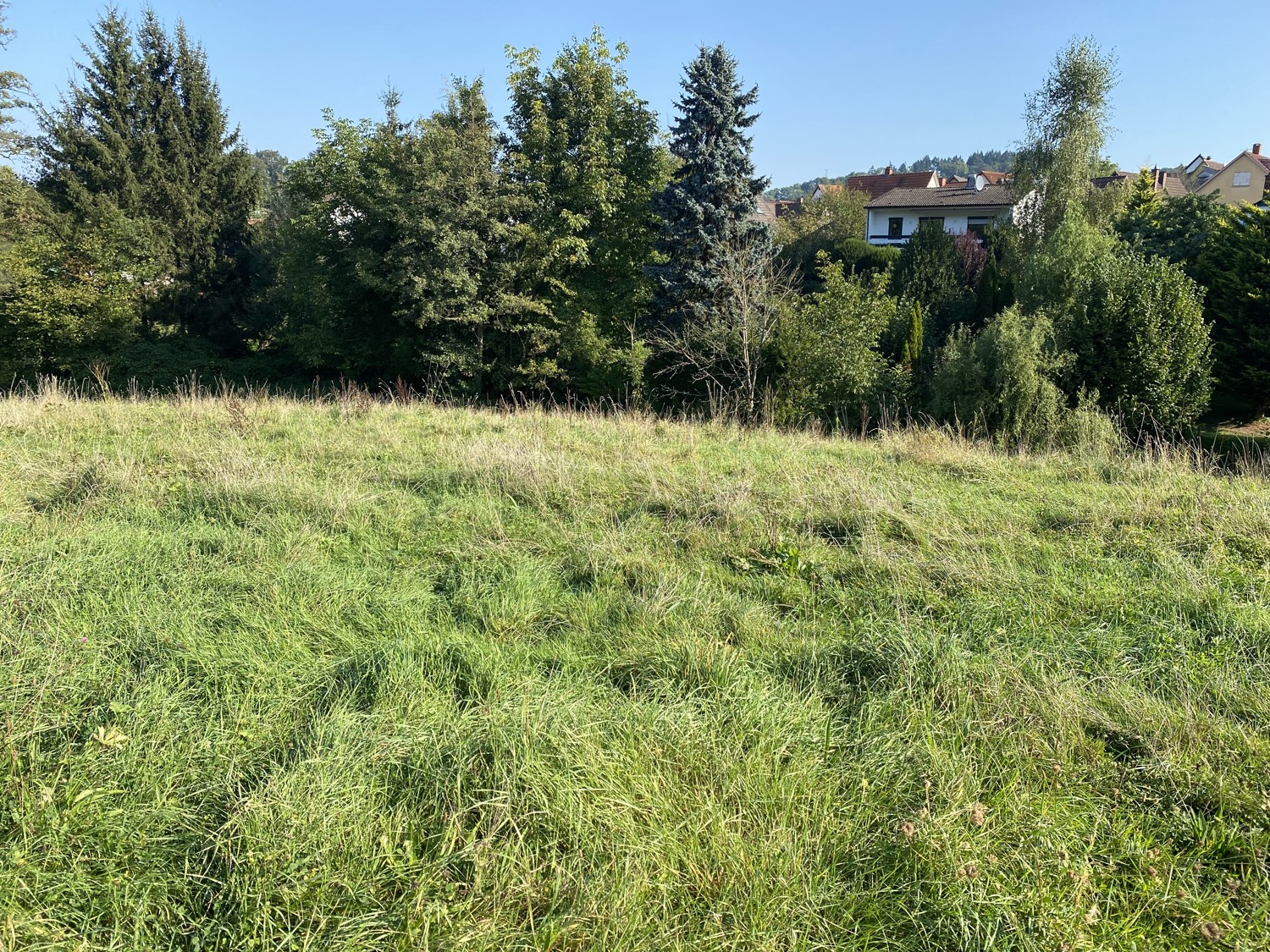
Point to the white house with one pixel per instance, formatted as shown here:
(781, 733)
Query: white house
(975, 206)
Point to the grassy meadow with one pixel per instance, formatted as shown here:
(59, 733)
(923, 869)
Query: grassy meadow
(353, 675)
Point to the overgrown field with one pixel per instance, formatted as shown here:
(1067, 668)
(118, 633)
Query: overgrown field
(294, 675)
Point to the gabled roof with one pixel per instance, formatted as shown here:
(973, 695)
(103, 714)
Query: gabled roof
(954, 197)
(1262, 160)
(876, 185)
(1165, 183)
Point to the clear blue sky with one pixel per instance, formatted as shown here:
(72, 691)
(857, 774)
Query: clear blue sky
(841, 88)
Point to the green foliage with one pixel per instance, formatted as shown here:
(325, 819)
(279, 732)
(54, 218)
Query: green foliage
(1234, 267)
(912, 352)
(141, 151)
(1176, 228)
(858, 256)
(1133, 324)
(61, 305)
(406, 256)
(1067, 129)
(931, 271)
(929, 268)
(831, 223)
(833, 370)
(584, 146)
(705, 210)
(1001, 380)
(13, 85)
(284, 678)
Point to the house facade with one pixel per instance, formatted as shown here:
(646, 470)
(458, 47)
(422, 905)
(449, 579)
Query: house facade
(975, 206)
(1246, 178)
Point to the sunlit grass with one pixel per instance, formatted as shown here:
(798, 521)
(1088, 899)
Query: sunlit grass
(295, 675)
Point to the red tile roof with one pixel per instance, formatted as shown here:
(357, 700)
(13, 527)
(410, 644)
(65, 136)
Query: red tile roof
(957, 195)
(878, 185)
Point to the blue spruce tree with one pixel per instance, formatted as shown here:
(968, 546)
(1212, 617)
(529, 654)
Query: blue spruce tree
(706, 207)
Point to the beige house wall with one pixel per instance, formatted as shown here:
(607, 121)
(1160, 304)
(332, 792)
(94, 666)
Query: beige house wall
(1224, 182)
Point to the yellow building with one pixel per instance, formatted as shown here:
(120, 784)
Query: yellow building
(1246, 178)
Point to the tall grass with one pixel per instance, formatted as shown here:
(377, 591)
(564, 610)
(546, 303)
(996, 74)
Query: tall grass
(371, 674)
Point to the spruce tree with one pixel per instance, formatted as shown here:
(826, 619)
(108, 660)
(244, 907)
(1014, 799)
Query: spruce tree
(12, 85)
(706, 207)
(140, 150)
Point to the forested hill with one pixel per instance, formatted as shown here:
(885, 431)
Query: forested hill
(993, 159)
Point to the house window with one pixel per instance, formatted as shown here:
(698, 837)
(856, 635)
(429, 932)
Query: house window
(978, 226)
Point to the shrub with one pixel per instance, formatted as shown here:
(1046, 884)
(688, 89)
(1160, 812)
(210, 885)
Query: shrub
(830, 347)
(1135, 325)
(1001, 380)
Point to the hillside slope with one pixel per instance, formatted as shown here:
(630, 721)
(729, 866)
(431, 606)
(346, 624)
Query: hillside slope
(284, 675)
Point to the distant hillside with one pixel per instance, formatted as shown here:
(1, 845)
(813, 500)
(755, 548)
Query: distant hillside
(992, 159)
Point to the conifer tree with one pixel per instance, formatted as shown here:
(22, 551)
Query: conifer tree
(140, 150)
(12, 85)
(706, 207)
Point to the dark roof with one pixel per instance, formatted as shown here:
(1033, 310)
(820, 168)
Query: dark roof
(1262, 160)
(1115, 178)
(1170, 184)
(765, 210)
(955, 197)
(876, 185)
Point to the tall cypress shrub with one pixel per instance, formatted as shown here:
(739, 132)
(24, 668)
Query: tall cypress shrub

* * *

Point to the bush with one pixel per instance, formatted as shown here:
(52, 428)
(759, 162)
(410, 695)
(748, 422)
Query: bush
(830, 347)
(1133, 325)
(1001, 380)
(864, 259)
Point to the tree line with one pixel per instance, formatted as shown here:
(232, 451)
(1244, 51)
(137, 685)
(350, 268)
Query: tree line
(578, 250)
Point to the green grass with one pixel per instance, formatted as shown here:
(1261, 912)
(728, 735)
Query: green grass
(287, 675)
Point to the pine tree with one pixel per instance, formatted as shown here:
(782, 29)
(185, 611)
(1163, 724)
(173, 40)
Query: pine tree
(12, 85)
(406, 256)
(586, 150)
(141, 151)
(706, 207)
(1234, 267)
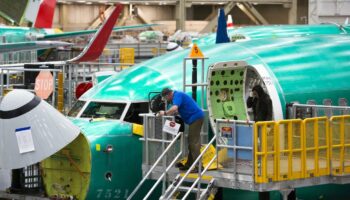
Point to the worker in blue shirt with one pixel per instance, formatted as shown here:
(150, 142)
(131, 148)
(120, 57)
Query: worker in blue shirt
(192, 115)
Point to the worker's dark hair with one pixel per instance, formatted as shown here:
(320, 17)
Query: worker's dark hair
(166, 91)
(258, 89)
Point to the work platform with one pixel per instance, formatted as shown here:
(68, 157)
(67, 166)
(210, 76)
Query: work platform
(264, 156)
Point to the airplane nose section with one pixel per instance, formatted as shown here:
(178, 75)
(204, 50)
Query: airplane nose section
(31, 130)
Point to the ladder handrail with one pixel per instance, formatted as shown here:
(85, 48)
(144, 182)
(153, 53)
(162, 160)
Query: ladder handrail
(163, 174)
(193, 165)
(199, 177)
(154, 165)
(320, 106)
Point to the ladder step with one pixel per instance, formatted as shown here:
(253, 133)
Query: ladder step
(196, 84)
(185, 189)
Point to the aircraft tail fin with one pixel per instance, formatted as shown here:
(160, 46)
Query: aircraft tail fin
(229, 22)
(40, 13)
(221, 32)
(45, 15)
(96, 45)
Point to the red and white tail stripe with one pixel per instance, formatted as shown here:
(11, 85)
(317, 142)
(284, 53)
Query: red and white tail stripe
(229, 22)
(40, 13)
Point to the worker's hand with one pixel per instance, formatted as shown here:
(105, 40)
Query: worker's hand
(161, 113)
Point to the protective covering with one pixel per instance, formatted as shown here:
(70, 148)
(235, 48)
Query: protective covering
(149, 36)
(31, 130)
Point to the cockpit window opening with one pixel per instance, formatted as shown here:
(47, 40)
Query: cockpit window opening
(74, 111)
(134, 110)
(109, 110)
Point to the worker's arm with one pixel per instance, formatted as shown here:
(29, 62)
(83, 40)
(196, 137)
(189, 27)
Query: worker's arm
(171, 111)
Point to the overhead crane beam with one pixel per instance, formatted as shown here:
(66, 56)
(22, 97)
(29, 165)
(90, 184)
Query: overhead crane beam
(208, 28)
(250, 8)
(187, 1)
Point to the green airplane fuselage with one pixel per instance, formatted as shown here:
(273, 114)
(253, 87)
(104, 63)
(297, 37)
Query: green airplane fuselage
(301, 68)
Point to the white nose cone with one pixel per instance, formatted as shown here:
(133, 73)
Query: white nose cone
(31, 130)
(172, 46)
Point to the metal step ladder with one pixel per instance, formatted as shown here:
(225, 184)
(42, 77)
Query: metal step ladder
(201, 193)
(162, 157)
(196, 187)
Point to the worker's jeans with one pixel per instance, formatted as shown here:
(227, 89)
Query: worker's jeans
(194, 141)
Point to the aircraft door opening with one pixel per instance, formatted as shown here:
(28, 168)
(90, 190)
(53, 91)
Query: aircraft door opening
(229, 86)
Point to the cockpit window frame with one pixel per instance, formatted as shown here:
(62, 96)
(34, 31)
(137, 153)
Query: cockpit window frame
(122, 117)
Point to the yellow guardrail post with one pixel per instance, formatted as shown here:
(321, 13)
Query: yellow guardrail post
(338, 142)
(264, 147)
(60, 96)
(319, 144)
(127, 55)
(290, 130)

...

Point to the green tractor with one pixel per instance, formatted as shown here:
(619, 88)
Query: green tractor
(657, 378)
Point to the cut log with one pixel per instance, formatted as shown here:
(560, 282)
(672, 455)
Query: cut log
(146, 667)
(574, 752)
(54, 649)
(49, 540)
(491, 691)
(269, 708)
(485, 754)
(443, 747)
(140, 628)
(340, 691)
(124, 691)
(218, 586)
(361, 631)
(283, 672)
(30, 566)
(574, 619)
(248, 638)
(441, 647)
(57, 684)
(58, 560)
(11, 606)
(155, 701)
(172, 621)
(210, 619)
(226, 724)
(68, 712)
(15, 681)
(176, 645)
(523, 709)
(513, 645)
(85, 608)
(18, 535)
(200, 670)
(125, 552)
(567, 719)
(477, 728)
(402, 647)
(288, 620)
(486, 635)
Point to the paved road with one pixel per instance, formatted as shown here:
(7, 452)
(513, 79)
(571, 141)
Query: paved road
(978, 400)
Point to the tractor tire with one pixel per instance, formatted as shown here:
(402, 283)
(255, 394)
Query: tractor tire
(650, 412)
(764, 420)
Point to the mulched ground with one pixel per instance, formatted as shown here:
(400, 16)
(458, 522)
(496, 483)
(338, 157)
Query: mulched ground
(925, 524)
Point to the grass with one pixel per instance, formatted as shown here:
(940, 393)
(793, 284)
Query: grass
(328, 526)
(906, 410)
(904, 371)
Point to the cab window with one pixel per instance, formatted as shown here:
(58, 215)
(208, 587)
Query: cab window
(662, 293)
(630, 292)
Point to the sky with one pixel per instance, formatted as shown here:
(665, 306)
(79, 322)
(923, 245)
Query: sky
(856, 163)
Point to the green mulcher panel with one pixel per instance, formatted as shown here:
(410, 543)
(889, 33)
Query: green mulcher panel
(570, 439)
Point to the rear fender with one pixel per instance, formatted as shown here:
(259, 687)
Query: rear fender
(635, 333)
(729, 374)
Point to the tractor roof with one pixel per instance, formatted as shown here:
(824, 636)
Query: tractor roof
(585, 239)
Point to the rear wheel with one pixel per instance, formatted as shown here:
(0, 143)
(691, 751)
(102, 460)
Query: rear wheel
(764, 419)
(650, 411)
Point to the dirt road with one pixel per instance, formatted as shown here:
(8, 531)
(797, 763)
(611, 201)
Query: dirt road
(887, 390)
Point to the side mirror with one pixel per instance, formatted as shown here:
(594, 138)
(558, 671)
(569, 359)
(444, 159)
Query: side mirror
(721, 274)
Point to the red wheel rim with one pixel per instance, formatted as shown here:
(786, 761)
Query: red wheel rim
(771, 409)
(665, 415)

WORK TO BE COMPLETED: Collect every line in the rows above that contains the string "worker", and copy each one in full. The match is case-sensitive.

SOLUTION FOR THIS PROBLEM:
Point to the worker in blue shirt with one pixel per instance, formatted as shown here:
Query: worker in blue shirt
Point to the worker's dark hair with one pixel per instance, formatted as shown here:
Query: worker's dark hair
Point to the worker's hand with one pixel per instance, formatted as shown here:
Query: worker's hand
Point to the worker's arm with one pixel per instance, formatted as shown here:
Query: worker's arm
Point to the worker's jeans with one pixel per instance, formatted as shown here:
Query: worker's jeans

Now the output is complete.